Задания:
**A)** Ответьте на вопросы по предисловию к сборнику «Годовые кольца»:
(i) В каком году родился Юрий Михайлович Ключников?
(ii) К какому году относятся его первые детские стихи?
(iii) Связь поэта с чем подчеркивают его притчи?
**B)** Перепишите, пожалуйста, фрагмент предисловия к сборнику «Годовые кольца» между словами «Страница 1 из» и «небеса и твердь.» включительно.

| 
	
	 Страница 1 из 2 (предисловие к сборнику «Годовые кольца», 2006 г.) 
Поэзия Юрия Ключникова – всегда моление о России. И чем трагичнее, драматичнее шла его жизнь, чем сильнее были гонения и репрессии со стороны властей, тем сокровеннее и преданнее звучали его стихи о родине, раздираемой противоречиями и раскалываемой междоусобицами. В России всегда было трудно поэтам воспевать Россию, еще труднее – молиться за неё. 
Россия, полумёртвый витязь,  
Не раз поправший смертью смерть, 
Тебе завещано увидеть 
Иные небеса и твердь. 
 
Его тревожные и порой трагичные стихи, его пейзажные лирические зарисовки и притчи, подчеркивающие давнюю связь поэта с Востоком, его любовные и сентиментальные сонеты, его романтические баллады, чему бы и кому бы ни были посвящены, всегда обращены к России. Вся поэзия сибирского поэта Юрия Михайловича Ключникова, рожденного в 1930 году – это одно, продолжающееся десятилетия, от первых детских стихов 1943 года и до последних, написанных перед самым выходом книги «Годовые кольца», в конце 2006 года, непрекращающееся моление о России. 
Но пусть печали нашу тьму не тешат 
И радость не печалит, всё равно 
Весь мир глядит – кто в страхе, кто в надежде – 
На будущее в русское окно.

[Строки набора данных о расположении объектов]
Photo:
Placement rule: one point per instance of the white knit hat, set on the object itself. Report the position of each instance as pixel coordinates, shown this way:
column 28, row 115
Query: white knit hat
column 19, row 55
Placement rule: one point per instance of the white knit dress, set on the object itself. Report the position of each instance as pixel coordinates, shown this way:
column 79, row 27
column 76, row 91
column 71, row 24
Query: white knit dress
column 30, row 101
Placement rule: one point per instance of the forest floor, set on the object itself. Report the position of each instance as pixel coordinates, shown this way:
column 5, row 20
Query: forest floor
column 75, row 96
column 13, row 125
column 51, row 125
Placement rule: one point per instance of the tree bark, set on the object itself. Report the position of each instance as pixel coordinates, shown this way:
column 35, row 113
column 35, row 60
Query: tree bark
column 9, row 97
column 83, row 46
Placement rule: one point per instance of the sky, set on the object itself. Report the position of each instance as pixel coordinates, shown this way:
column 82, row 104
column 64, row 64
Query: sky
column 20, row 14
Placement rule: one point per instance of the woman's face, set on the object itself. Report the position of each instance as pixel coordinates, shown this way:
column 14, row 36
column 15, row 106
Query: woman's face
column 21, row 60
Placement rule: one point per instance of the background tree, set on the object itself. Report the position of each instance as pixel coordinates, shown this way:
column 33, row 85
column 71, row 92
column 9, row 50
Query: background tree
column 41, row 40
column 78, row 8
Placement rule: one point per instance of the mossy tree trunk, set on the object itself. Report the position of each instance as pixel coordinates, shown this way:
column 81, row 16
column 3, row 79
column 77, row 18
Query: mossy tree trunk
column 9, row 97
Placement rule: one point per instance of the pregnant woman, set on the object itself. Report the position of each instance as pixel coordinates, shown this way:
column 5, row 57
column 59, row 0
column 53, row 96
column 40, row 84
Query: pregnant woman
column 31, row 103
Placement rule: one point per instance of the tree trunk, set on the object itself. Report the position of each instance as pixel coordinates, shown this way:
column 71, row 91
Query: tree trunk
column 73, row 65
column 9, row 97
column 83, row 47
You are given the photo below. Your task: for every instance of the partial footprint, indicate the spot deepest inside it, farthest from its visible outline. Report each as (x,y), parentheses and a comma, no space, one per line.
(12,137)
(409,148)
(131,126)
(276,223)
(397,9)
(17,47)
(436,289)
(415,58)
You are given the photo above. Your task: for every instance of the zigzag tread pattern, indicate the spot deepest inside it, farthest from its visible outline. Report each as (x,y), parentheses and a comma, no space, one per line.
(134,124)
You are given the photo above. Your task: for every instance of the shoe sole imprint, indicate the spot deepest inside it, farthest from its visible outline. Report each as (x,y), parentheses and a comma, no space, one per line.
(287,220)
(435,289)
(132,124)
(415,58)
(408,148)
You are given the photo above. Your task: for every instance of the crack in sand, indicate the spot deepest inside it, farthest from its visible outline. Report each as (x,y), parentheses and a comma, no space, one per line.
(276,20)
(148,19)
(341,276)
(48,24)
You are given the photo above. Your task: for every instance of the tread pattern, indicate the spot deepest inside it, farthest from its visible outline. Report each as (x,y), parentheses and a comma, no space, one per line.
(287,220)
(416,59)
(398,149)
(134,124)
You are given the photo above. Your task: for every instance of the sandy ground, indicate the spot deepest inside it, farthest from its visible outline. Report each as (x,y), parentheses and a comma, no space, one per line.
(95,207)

Решения:
**A)**
(i) В 1930 году.
(ii) К 1943 году.
(iii) С Востоком.

**B)**
Страница 1 из 2 (предисловие к сборнику «Годовые кольца», 2006 г.) 
Поэзия Юрия Ключникова – всегда моление о России. И чем трагичнее, драматичнее шла его жизнь, чем сильнее были гонения и репрессии со стороны властей, тем сокровеннее и преданнее звучали его стихи о родине, раздираемой противоречиями и раскалываемой междоусобицами. В России всегда было трудно поэтам воспевать Россию, еще труднее – молиться за неё. 
Россия, полумёртвый витязь,  
Не раз поправший смертью смерть, 
Тебе завещано увидеть 
Иные небеса и твердь.